─── Data for this task ───

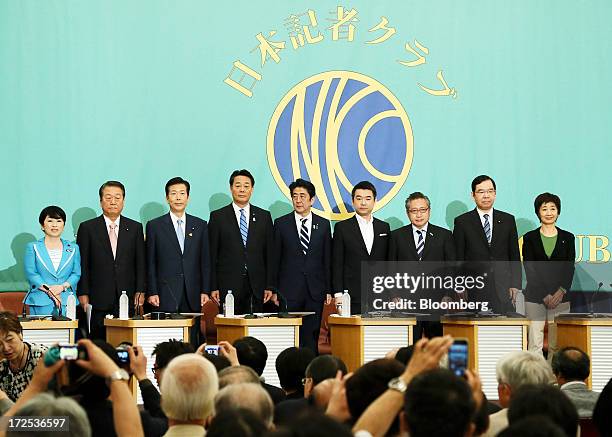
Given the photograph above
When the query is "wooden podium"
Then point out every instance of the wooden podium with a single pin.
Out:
(358, 340)
(49, 332)
(146, 333)
(488, 340)
(276, 333)
(593, 336)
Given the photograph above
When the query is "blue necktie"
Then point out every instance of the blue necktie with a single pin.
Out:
(244, 231)
(180, 234)
(420, 244)
(304, 238)
(487, 228)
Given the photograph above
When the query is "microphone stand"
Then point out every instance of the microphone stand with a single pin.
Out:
(251, 315)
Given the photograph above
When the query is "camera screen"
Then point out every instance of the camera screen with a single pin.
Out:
(69, 352)
(212, 349)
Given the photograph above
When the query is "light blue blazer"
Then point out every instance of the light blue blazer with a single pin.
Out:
(39, 270)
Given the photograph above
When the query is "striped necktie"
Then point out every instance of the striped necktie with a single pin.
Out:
(420, 244)
(487, 228)
(244, 231)
(304, 238)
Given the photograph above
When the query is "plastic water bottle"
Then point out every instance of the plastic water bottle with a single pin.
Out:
(229, 304)
(71, 306)
(346, 304)
(124, 306)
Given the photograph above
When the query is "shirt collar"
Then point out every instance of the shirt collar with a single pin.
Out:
(108, 221)
(246, 209)
(364, 222)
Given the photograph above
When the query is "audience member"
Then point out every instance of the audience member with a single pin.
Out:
(321, 368)
(514, 370)
(236, 422)
(188, 390)
(571, 367)
(291, 367)
(439, 403)
(544, 400)
(252, 352)
(246, 396)
(533, 426)
(19, 358)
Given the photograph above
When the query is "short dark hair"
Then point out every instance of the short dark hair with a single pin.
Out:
(533, 426)
(176, 181)
(544, 399)
(368, 382)
(251, 352)
(115, 184)
(167, 350)
(438, 402)
(52, 212)
(480, 179)
(546, 198)
(364, 185)
(9, 322)
(291, 367)
(324, 367)
(236, 421)
(417, 195)
(242, 172)
(302, 183)
(571, 363)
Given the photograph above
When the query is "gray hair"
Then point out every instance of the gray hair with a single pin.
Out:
(237, 375)
(518, 368)
(45, 404)
(249, 396)
(188, 388)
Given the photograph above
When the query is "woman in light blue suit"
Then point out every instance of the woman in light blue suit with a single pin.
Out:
(52, 265)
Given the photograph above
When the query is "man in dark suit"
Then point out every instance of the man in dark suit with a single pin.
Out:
(489, 235)
(358, 239)
(112, 259)
(178, 261)
(241, 248)
(302, 242)
(423, 241)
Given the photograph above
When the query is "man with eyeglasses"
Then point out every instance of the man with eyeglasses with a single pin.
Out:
(488, 234)
(422, 241)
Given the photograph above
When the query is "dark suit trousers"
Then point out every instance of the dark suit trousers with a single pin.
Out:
(311, 325)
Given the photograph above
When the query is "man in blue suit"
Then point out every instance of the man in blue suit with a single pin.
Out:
(178, 263)
(303, 252)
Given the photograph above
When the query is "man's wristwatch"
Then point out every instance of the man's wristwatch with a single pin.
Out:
(117, 375)
(398, 384)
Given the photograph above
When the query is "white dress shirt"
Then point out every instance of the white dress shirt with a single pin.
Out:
(108, 223)
(298, 223)
(481, 213)
(415, 235)
(367, 231)
(175, 220)
(247, 210)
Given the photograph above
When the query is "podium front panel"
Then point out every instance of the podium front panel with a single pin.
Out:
(601, 356)
(378, 340)
(48, 337)
(276, 339)
(493, 342)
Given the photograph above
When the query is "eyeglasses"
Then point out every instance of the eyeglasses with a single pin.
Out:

───

Select each line of the material that contains the word "dress". Treat uppercase and lowercase letters as different.

• Answer to this problem:
When the query is "white dress shirt"
Then point out every instance of the white dress shirt with a single pin.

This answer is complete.